» What you will do
In your copy, include every line of the listing below exactly but none of the pictures.

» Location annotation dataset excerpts
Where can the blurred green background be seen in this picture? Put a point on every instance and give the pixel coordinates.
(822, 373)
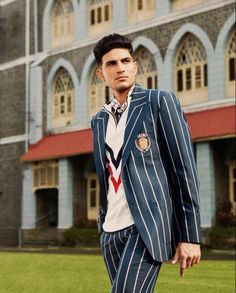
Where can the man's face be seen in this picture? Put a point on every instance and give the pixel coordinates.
(118, 70)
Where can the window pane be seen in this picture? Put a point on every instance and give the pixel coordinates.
(69, 108)
(106, 12)
(205, 75)
(93, 183)
(232, 69)
(92, 17)
(93, 200)
(198, 77)
(107, 94)
(155, 81)
(180, 80)
(140, 4)
(62, 109)
(234, 173)
(99, 11)
(149, 82)
(188, 79)
(234, 191)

» Full output
Where can the blurred green background be seen in this picture? Put a point on every instance and give the pixel coordinates.
(822, 373)
Where can the man's face be seen in this picture? Put a point on every instance and give the pixel coordinates.
(118, 70)
Where can the window pane be seen in this picture? Put a point on every instance and give the pixel coordinates.
(69, 108)
(106, 12)
(205, 75)
(93, 183)
(232, 69)
(92, 17)
(93, 200)
(198, 77)
(107, 94)
(155, 81)
(180, 80)
(140, 4)
(62, 109)
(234, 173)
(99, 11)
(149, 82)
(188, 79)
(234, 191)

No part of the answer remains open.